### Brief
Please repeat the stretch of the Christo exhibition article from "Christo, born in" through "Bigger projects followed.", swapping "oil drums" for "steel barrels".

== Page text ==

But soon their good humour is restored as they recall what motivated many of their earlier works and sign copies of their “Wrapped Reichstag 1971-95 book.”

Six years after sheathing the Reichstag parliamentary building in shimmering silver-grey fabric, Jean Claude and Christo have returned to Berlin, scene of their most famous “wrap”, for a major exhibition of their early (1958-69) works.

Packages, wrapped objects, oil barrel structures, show cases and store fronts, created between 1958 and 1969, as well as dozens of drawings, sketches and blown up shots of the draped Reichstag stud two floors of the voluminous building.

It’s the biggest show the couple has ever mounted anywhere in the world, and it has taken a huge effort trawling in all the works.

Some 400 works are on display, 384 of them secured from 39 museums and 121 private collections around the world. From countries, as far apart as Australia and Argentina, Israel and the United States, France and Japan.

“Our life is art. We live for art 18 hours a day. To be an artist I fled my country and without art I would have been finished,” Christo, now 66, explains.

Jeanne Claude, who is the same age as her Bulgarian-born husband, says: “Lengthy negotiations were necessary before we obtained permission for all these art works to come to Berlin, and strict promises had to be made about their security here. We’ve never had such a big exhibition”

Both say they’re happy to be back. Berlin after all was the scene of their greatest wrapping triumph in the summer of 1995, one which took 25 years for the pair to realise.

And when permission was finally greeted, millions of people were enthralled at the sight of the Reichstag covered in silver fabric. Critics felt it symbolised a “new beginning” for the Wilhelminian era building.

Certainly, it helped change peoples’ attitudes towards the structure, which though not a Nazi piece of architecture, was somehow tarnished, having languished for decades in a virtual no-man’s area alongside the Berlin Wall.

For Jean Claude and Christo the wrapping symbolised artistic freedom.

“Our art is not there for ever,” Christo once said. “No one can buy it. It only happens because we want it to. No state president, no minister of culture has commissioned it. It is absolutely free.”

Simultaneously, with the Martin Gropius-Bau show, the “Neue Berliner Kunstverein, by means of preparatory drawings, collages, documents and photographs, displays two of the couples’ current works in progress, in a separate nearby building.

One of them is “The Gates” project, conceived in 1979, which would see 11,000 steel-framed gates, each 15 feet high, draped with saffron colour fabric in New York’s Central Park, hopefully for two weeks in the autumn, “sometime in the future.”

The second is the 1992 idea of having fabric panels suspended horizontally above a 10.7-kilometre (around 6.7 miles) long stretch of the Arkansas River in Colorado in the United States. In both cases the couple has yet to win approval from U.S. authorities.

Christo, born in the small Bulgarian town of Gabrovo in 1935, the son of cosmopolitan parents, studied in Vienna and Geneva after fleeing the country in the 1950s.

He ended up in Paris where he met and married Jeanne Claude, daughter of an aristocratic French general named de Guillebon. They have been collaborating on art projects ever since.

Aptly, one of Christo’s first open-air stunts was the construction of a second Berlin Wall, made of used oil drums, across one of Paris’s narrowest streets, the rue Visconti in 1962 – one year after the real Wall went up in Berlin. Bigger projects followed.

His “Wrapped Air Segment” at the Kassel Documenta art show in 1968 won him international acclaim and was followed by the sensational wrapping of 92,900 square metres of Australian coastline near Sydney.

Other projects have included “Valley Curtain,” a 110-kilometre nylon curtain running across the Colorado valley, “Surrounded Islands” the encircling of 11 Florida islands in rings of pink textile, the 1985 “Wrapped Pont Neuf” in Paris and “Umbrellas,” 3,100 yellow and blue umbrellas spread over sites in Japan and California.

But it was the Reichstag wrap which won them most world media headlines, and the enduring love of the Berliners. The two exhibitions open Saturday and run through to December 30.

===
== Dataset records ==

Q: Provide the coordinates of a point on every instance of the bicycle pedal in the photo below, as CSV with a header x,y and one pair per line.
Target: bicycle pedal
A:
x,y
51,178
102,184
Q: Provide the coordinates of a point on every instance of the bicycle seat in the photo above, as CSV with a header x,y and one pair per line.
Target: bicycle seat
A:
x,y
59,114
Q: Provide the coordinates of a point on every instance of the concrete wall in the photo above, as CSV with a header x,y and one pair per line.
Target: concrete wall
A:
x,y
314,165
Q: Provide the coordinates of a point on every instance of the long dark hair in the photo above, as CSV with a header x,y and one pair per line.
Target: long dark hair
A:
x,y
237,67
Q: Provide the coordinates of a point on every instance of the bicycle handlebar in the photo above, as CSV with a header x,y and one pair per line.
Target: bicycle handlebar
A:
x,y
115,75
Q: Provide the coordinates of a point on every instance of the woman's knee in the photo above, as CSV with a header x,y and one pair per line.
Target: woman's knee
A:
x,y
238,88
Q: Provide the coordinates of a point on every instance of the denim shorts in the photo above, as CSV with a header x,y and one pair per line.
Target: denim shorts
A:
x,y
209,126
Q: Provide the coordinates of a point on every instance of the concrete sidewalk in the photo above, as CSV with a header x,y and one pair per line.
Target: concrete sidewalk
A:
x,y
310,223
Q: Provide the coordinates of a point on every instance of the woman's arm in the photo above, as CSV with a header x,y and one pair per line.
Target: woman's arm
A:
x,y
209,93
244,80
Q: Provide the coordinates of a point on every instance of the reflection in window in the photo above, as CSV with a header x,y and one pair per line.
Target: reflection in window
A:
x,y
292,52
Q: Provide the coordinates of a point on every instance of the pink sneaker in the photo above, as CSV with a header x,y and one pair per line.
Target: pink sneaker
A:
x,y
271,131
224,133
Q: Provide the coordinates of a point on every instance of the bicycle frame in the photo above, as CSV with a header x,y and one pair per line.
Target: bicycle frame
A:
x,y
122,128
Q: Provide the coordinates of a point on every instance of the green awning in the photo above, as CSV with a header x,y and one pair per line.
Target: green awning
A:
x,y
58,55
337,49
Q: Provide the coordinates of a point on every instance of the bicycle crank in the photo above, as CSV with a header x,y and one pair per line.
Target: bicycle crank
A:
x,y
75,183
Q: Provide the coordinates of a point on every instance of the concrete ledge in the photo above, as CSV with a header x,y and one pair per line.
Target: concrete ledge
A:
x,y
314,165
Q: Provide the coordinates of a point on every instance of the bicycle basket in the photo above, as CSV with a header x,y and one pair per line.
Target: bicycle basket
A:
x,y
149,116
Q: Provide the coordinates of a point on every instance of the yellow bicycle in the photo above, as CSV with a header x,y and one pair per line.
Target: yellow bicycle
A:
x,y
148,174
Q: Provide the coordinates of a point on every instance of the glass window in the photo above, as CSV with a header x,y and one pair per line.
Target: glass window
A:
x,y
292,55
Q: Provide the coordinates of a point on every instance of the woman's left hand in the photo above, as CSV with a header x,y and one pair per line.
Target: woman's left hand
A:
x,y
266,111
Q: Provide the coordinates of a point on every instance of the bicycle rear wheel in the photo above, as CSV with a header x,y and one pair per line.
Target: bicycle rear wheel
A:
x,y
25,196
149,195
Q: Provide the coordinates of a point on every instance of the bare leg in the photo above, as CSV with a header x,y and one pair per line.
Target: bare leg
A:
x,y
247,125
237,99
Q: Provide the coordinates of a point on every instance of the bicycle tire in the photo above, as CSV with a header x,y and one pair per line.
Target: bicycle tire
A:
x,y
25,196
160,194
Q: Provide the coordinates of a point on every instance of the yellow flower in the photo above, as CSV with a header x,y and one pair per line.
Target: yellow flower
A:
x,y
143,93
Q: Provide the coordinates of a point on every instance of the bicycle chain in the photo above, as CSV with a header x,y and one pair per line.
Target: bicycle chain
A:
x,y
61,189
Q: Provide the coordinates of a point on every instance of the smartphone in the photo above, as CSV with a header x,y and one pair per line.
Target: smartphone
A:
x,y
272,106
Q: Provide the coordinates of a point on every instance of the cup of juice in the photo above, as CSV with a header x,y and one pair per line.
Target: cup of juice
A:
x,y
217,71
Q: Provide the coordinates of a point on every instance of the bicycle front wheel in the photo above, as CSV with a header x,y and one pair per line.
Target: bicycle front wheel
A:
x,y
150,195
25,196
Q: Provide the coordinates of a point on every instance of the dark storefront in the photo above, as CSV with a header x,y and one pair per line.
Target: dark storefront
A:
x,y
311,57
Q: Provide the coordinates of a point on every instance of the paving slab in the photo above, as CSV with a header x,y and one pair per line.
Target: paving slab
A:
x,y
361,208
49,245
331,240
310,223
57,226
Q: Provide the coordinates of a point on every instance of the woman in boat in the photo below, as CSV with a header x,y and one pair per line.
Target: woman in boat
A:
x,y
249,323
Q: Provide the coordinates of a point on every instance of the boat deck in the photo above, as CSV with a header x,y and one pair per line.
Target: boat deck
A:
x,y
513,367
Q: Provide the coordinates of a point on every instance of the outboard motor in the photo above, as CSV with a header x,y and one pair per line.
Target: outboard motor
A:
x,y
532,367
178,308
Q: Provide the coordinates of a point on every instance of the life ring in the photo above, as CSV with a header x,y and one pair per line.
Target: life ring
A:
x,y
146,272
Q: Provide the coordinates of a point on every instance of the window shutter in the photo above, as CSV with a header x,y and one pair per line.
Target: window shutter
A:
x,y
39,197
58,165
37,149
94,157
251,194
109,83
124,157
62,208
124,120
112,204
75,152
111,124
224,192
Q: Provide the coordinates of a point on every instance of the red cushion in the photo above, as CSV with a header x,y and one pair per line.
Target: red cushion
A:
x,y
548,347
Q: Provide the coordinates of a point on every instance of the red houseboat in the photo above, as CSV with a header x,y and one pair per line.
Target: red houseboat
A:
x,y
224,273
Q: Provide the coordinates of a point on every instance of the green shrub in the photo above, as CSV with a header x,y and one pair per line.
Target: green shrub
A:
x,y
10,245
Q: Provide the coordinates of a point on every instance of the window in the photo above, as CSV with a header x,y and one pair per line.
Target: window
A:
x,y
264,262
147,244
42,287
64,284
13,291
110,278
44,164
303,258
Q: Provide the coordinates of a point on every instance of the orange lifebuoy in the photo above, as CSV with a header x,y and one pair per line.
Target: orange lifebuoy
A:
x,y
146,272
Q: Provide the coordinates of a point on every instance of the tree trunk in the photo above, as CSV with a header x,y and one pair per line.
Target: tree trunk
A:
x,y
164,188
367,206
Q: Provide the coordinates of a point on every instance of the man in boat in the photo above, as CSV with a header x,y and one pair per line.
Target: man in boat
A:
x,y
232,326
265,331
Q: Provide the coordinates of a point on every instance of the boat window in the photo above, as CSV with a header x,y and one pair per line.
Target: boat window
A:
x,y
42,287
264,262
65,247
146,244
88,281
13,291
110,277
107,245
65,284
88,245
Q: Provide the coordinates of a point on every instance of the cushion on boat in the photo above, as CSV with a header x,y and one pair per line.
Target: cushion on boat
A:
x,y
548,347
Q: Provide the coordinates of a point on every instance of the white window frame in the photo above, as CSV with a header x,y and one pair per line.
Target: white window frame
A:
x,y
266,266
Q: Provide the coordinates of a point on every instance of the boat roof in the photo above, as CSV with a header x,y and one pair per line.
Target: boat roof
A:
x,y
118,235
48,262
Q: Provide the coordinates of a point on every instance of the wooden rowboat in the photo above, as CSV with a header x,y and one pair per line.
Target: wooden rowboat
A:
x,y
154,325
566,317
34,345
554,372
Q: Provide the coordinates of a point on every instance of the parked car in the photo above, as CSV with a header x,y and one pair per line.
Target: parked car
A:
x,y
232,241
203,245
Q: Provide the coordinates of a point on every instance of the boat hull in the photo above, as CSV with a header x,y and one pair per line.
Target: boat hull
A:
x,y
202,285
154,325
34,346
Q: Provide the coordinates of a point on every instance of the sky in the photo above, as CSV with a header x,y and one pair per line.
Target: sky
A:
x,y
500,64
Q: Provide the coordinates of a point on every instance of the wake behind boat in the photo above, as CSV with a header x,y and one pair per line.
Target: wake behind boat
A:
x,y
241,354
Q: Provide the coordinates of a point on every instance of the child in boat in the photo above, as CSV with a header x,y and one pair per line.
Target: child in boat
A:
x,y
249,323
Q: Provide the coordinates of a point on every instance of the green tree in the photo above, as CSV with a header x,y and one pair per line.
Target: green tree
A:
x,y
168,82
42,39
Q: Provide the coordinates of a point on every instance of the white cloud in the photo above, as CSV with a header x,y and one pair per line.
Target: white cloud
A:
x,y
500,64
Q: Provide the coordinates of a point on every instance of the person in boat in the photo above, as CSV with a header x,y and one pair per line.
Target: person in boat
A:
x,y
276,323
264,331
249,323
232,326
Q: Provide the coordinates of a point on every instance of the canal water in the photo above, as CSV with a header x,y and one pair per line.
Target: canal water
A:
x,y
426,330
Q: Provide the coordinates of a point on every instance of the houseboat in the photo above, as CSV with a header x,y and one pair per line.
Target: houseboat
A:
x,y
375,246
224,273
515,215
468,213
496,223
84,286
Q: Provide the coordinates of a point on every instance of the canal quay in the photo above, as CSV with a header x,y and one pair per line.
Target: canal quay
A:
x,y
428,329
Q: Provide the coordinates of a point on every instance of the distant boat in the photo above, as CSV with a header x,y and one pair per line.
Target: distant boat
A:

===

### Solution for this exercise
Christo, born in the small Bulgarian town of Gabrovo in 1935, the son of cosmopolitan parents, studied in Vienna and Geneva after fleeing the country in the 1950s.

He ended up in Paris where he met and married Jeanne Claude, daughter of an aristocratic French general named de Guillebon. They have been collaborating on art projects ever since.

Aptly, one of Christo’s first open-air stunts was the construction of a second Berlin Wall, made of used steel barrels, across one of Paris’s narrowest streets, the rue Visconti in 1962 – one year after the real Wall went up in Berlin. Bigger projects followed.